[REQUIRED TASK]
Collect every line of the records below that contains the word "backpack".

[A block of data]
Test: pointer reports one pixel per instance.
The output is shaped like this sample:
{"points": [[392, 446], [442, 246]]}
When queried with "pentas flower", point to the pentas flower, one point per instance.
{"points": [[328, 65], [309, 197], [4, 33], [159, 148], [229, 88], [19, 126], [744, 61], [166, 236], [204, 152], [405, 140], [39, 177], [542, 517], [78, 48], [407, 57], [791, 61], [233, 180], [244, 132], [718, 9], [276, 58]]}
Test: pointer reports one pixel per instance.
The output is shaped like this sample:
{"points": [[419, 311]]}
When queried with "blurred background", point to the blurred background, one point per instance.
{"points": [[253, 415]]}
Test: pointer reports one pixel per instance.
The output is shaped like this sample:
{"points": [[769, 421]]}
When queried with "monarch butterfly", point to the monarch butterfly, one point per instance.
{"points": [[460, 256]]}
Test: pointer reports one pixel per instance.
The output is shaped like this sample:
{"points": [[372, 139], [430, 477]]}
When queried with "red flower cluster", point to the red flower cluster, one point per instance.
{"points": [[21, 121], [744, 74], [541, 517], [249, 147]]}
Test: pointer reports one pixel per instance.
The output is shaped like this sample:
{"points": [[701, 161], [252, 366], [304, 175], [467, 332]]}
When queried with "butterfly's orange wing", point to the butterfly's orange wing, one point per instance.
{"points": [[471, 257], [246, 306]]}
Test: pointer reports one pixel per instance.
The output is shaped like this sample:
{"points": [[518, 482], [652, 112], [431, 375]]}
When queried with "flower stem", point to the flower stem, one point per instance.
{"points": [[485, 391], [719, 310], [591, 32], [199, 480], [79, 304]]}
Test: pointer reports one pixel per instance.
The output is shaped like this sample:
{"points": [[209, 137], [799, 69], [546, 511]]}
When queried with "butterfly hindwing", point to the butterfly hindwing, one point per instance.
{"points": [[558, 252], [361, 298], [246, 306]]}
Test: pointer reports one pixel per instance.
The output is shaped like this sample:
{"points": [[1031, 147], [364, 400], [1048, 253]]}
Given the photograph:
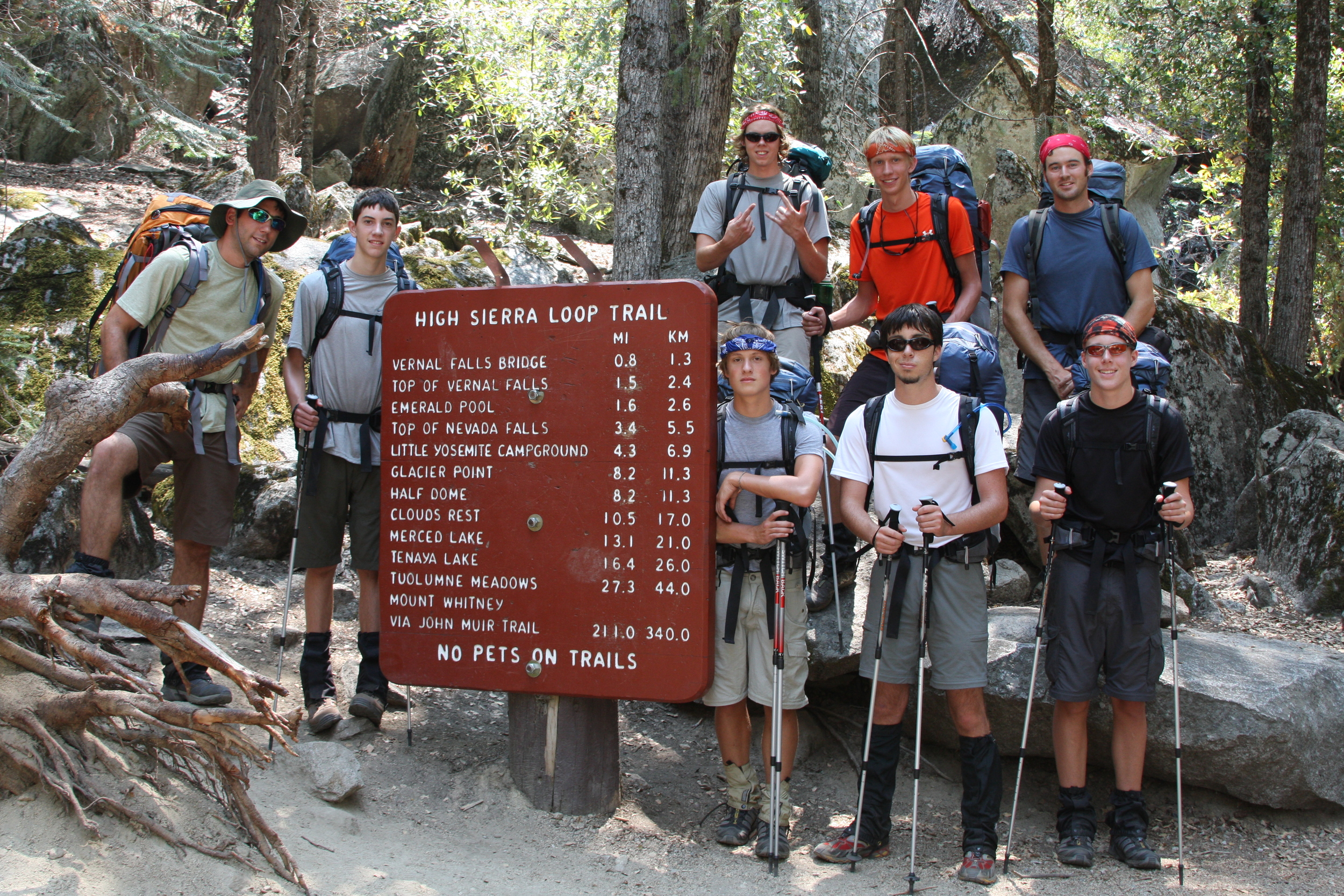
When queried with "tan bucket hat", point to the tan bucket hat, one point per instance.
{"points": [[251, 197]]}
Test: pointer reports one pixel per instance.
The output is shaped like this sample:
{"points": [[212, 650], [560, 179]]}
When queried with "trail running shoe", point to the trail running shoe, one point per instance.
{"points": [[1135, 852], [737, 827], [842, 849], [977, 867], [1077, 851]]}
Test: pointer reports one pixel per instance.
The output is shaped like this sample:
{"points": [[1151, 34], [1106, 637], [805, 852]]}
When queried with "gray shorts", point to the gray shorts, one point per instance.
{"points": [[745, 668], [1082, 645], [959, 626], [345, 494], [203, 485], [1038, 401]]}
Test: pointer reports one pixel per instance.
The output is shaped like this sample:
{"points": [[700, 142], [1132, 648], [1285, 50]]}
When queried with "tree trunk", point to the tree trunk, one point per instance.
{"points": [[697, 103], [312, 15], [810, 117], [1293, 288], [638, 207], [1260, 157], [896, 90], [1047, 74], [264, 81]]}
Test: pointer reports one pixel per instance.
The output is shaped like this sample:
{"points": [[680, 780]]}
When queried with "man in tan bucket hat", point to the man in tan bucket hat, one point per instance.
{"points": [[191, 297]]}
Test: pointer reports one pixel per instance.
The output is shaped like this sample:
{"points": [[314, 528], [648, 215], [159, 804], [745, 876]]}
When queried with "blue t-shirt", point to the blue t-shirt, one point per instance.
{"points": [[1077, 277]]}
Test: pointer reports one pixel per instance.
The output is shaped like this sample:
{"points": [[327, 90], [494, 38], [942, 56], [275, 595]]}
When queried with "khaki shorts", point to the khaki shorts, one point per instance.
{"points": [[345, 494], [203, 485], [745, 668], [959, 626]]}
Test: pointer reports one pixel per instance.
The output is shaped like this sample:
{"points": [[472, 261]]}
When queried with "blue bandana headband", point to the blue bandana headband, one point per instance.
{"points": [[748, 345]]}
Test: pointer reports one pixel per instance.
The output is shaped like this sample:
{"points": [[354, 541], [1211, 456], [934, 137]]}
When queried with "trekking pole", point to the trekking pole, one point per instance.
{"points": [[1170, 489], [300, 448], [1031, 690], [777, 704], [924, 620], [891, 521]]}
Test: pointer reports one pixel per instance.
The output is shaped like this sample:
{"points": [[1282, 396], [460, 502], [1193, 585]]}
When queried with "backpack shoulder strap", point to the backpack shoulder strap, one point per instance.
{"points": [[1114, 240], [1035, 237], [968, 418], [939, 210]]}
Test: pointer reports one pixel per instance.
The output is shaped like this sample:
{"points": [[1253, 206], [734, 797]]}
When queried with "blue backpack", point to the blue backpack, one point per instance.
{"points": [[1151, 374], [793, 385], [969, 366]]}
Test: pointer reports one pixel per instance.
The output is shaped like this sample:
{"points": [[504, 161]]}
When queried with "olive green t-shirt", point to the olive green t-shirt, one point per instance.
{"points": [[224, 307]]}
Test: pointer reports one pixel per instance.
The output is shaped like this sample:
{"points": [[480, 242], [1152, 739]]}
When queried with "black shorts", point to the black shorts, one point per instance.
{"points": [[1082, 645]]}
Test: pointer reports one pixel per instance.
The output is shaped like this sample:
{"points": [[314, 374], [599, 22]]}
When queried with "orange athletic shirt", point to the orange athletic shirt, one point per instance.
{"points": [[920, 273]]}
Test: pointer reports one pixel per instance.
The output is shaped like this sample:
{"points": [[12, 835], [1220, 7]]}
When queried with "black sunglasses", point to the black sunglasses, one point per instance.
{"points": [[918, 343]]}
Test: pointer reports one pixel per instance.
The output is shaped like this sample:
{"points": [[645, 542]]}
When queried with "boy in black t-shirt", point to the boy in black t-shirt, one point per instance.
{"points": [[1113, 447]]}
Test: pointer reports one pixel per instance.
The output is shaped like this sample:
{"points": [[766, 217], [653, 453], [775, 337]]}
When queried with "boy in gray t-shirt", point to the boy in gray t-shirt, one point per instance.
{"points": [[773, 249], [342, 481], [752, 504]]}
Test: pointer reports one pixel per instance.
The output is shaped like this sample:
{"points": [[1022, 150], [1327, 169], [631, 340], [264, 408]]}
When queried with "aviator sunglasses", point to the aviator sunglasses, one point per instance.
{"points": [[261, 217], [1116, 350]]}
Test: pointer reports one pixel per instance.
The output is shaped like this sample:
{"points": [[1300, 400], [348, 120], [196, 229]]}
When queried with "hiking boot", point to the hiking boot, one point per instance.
{"points": [[323, 716], [1077, 851], [762, 848], [1133, 852], [1128, 822], [824, 591], [367, 706], [744, 802], [977, 867], [737, 827], [198, 691], [843, 851]]}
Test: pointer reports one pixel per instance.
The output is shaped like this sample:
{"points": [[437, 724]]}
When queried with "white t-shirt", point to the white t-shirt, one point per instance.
{"points": [[918, 429]]}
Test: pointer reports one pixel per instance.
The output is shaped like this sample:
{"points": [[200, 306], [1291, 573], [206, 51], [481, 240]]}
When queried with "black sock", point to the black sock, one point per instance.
{"points": [[1076, 816], [883, 758], [315, 668], [371, 679], [982, 793]]}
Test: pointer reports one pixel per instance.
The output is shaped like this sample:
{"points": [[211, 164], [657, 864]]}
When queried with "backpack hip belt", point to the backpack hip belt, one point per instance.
{"points": [[198, 434], [1106, 547], [369, 424]]}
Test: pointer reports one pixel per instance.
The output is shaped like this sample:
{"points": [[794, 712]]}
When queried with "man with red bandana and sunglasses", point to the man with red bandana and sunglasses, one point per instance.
{"points": [[1077, 280], [1113, 448], [902, 265], [205, 458], [769, 249]]}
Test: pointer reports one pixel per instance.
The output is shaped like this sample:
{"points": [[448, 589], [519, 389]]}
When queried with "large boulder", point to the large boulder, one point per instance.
{"points": [[1229, 391], [1300, 523], [55, 537], [1260, 718]]}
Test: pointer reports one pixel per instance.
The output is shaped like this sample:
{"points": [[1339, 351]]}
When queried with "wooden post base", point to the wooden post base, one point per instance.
{"points": [[565, 752]]}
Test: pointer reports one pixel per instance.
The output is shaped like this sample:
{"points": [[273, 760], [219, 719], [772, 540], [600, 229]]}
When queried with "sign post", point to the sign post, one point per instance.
{"points": [[549, 462]]}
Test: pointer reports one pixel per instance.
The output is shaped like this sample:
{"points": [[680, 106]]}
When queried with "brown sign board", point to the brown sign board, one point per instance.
{"points": [[547, 473]]}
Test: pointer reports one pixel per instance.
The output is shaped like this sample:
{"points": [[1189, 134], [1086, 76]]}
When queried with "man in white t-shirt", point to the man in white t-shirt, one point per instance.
{"points": [[921, 425]]}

[EXERCISE ANSWER]
When queried with "backpack shoulder strap", point to the backpack shoulder strap, one point per instance.
When queried with "blue backpack", point to the blue backpack, one point per instance.
When queried with "backpack hip belt", point to the backpack hip belt, one point per instance.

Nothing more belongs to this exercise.